--- START ---

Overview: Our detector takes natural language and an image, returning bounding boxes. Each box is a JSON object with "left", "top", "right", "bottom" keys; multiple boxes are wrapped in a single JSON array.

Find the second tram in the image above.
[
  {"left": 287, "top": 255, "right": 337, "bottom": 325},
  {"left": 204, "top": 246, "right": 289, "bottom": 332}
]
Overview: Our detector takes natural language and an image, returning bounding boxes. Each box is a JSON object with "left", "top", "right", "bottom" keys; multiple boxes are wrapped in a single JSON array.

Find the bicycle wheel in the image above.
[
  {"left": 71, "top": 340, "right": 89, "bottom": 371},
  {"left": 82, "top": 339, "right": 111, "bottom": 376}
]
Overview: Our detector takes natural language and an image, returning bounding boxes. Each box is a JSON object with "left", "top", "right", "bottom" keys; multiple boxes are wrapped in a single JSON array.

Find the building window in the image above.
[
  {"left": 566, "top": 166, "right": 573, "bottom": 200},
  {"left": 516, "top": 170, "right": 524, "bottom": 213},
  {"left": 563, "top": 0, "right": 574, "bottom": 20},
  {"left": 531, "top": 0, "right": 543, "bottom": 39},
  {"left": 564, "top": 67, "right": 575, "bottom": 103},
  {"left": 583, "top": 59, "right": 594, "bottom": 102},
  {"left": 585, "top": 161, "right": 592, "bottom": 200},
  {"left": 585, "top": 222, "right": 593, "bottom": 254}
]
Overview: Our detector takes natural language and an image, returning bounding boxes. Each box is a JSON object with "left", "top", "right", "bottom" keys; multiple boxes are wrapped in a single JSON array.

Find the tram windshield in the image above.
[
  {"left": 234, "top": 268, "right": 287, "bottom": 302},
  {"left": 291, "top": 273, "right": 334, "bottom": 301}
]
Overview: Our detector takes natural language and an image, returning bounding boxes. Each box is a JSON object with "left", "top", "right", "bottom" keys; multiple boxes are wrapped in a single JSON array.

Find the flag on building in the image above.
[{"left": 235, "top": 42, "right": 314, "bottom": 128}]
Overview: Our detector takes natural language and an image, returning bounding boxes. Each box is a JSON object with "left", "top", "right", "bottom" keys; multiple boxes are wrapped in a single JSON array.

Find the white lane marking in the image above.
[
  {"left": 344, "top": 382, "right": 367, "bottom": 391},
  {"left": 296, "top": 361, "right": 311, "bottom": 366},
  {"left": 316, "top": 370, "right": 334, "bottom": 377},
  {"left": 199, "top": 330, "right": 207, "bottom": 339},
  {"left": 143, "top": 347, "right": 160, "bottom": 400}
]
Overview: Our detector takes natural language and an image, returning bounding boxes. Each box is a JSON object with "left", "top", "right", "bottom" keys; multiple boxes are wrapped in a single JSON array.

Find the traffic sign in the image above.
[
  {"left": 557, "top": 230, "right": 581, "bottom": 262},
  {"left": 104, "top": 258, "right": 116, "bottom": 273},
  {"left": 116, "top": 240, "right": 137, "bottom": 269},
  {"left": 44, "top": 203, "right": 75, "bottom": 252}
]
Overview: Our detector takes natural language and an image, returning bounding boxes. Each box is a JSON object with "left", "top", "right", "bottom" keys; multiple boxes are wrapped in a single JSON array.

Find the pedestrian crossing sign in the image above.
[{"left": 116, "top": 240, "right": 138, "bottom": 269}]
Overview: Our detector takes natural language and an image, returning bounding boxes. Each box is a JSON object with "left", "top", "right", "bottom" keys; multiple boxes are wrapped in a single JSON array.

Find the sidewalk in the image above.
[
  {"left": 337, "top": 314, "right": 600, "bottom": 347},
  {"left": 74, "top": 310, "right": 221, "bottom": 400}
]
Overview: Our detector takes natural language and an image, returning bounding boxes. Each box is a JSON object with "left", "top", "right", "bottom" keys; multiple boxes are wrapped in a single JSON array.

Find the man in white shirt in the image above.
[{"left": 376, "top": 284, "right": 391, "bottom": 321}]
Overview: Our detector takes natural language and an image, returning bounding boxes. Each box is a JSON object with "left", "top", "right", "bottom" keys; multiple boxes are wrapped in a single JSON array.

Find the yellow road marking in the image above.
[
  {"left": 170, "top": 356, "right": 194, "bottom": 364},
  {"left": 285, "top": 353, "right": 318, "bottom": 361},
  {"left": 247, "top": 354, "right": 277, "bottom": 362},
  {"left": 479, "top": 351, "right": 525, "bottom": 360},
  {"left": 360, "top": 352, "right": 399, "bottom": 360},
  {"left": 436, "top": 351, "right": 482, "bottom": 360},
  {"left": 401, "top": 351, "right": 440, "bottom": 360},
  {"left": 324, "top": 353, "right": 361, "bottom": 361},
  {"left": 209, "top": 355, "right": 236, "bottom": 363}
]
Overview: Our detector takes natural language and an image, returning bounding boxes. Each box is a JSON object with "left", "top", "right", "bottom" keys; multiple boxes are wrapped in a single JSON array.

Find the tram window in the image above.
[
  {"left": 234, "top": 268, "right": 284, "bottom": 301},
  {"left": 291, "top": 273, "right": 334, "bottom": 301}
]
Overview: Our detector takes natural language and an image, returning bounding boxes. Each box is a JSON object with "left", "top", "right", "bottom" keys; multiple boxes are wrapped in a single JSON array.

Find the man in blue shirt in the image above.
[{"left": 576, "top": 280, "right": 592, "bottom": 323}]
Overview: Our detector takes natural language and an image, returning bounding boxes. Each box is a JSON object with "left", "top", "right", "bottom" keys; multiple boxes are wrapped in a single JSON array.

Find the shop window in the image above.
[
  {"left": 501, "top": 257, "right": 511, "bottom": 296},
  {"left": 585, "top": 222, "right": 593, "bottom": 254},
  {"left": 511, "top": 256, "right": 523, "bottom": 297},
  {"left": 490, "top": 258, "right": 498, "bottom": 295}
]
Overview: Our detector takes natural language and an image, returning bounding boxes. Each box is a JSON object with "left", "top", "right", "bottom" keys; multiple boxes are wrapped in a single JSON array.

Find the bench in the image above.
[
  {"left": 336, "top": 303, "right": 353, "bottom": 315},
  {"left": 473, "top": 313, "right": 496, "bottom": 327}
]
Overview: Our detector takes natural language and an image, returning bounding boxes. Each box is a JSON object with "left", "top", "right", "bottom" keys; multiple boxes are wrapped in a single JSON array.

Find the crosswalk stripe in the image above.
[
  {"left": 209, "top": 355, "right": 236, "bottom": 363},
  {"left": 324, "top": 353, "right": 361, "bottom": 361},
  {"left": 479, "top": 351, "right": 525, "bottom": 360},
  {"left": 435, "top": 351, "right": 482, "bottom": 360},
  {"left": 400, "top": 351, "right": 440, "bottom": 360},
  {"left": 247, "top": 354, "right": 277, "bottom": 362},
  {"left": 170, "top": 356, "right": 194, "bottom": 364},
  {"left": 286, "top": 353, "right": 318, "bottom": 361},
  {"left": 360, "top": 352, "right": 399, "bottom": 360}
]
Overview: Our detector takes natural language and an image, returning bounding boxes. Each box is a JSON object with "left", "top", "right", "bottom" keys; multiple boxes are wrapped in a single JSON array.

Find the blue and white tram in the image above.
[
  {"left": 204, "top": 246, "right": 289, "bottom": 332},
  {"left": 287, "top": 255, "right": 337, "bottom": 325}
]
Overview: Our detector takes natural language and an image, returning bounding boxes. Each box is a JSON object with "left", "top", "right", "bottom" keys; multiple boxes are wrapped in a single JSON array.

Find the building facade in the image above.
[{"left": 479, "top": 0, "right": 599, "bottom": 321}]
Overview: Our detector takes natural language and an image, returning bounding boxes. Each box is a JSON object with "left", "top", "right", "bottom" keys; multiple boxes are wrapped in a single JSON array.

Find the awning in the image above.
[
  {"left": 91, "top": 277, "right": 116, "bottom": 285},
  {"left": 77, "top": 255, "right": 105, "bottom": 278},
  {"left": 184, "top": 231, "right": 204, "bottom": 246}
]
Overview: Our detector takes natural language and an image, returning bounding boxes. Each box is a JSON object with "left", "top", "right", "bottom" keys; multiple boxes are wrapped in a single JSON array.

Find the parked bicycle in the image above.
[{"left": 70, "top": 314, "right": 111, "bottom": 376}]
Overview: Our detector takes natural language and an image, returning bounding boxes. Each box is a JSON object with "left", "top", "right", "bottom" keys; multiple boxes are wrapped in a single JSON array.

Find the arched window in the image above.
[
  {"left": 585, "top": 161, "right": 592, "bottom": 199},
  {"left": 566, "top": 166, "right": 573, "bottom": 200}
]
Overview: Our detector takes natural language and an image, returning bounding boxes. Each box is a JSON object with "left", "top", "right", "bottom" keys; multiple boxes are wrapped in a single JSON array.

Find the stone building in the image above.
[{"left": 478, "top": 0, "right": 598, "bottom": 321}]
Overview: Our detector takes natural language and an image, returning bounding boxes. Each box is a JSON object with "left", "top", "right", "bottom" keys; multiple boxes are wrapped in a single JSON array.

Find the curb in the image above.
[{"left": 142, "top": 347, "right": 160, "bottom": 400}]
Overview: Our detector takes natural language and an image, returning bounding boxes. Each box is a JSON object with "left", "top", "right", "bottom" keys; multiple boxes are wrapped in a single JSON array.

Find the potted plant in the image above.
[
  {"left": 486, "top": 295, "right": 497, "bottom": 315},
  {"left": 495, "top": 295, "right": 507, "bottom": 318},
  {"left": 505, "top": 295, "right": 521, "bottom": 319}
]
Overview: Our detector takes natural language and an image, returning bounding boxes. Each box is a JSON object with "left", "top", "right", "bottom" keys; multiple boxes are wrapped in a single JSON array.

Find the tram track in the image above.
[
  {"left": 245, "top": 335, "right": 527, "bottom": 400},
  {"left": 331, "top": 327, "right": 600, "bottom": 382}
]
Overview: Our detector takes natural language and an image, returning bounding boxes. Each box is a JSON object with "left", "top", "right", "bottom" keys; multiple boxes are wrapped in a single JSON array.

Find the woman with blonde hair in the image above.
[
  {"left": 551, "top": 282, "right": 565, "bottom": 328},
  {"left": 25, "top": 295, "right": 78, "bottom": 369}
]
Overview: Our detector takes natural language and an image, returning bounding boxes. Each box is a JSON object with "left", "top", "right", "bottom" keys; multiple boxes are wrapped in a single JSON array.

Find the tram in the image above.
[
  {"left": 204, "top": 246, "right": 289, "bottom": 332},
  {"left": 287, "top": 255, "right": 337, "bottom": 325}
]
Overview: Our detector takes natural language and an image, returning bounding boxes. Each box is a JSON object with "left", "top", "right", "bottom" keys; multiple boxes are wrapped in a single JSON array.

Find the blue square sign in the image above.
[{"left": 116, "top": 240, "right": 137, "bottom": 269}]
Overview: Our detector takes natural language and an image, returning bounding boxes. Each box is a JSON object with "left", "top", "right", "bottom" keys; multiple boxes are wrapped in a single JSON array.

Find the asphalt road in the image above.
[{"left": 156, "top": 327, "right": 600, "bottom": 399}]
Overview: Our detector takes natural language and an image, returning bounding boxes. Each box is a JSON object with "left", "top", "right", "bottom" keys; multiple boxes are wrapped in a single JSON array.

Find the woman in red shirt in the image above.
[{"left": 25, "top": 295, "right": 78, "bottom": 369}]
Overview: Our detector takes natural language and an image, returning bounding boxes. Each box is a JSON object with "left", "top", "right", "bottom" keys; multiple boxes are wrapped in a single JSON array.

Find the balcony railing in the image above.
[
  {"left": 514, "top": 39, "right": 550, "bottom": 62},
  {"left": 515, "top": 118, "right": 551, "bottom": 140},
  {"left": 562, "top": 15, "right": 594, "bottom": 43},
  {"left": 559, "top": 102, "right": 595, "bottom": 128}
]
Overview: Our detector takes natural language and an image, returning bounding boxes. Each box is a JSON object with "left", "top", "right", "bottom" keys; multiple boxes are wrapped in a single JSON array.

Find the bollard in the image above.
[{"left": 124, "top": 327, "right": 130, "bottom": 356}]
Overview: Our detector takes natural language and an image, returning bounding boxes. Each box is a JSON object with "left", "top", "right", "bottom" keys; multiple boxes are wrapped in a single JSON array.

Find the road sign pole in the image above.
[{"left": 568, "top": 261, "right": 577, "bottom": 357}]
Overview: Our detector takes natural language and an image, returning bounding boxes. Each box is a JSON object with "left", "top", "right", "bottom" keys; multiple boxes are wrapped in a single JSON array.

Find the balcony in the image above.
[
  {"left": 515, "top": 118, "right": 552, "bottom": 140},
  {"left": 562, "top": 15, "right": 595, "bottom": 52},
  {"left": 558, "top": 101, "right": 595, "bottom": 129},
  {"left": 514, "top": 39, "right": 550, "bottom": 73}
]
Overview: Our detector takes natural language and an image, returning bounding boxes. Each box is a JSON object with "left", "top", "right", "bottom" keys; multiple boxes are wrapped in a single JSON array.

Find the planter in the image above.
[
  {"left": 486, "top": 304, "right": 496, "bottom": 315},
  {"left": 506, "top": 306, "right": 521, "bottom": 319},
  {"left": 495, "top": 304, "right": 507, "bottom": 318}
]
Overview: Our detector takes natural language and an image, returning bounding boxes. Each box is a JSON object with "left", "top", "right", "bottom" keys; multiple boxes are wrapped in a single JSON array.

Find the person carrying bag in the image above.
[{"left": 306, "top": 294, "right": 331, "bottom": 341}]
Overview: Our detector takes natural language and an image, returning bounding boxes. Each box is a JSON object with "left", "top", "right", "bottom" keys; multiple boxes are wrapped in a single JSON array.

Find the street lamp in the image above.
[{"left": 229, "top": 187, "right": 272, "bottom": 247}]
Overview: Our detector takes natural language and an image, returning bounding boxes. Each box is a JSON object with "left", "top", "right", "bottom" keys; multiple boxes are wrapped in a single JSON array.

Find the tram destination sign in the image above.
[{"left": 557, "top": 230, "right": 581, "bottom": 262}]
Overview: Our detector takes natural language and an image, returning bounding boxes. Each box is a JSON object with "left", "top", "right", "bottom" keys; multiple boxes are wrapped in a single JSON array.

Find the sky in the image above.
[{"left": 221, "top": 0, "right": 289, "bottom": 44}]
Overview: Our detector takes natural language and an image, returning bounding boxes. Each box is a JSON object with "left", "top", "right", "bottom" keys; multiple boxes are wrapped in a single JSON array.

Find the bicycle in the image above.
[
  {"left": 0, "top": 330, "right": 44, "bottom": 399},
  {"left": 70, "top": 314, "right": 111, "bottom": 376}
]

--- END ---

Task item
Take the line with "Find the street lamp in the image above." and all lines after it through the end of the records, and write them out exactly; include nothing else.

Response box
Find the street lamp in the image above.
[{"left": 229, "top": 187, "right": 272, "bottom": 247}]
Overview: Our detector takes natural language and an image, returning bounding boxes. Each box is a JSON object with "left", "top", "right", "bottom" keys; multiple boxes are wrapped in a single JSON array.

Find the tram destination sign in the image above.
[{"left": 557, "top": 230, "right": 581, "bottom": 262}]
Overview: Our detector takes natural language and an image, returning bounding boxes. Each box is a JSON object with "left", "top", "right", "bottom" keys; multiple boxes are wrapped in a single JSON array.

Find the sky in the image above.
[{"left": 221, "top": 0, "right": 289, "bottom": 44}]
Overview: Our detector takes natural language and an image, returning bounding boxes. Each box is a JSON object with "left", "top", "right", "bottom" keys; multiple boxes are wrapped in a single JSON array.

Find the bicycle in the image above.
[
  {"left": 0, "top": 330, "right": 44, "bottom": 399},
  {"left": 70, "top": 314, "right": 111, "bottom": 376}
]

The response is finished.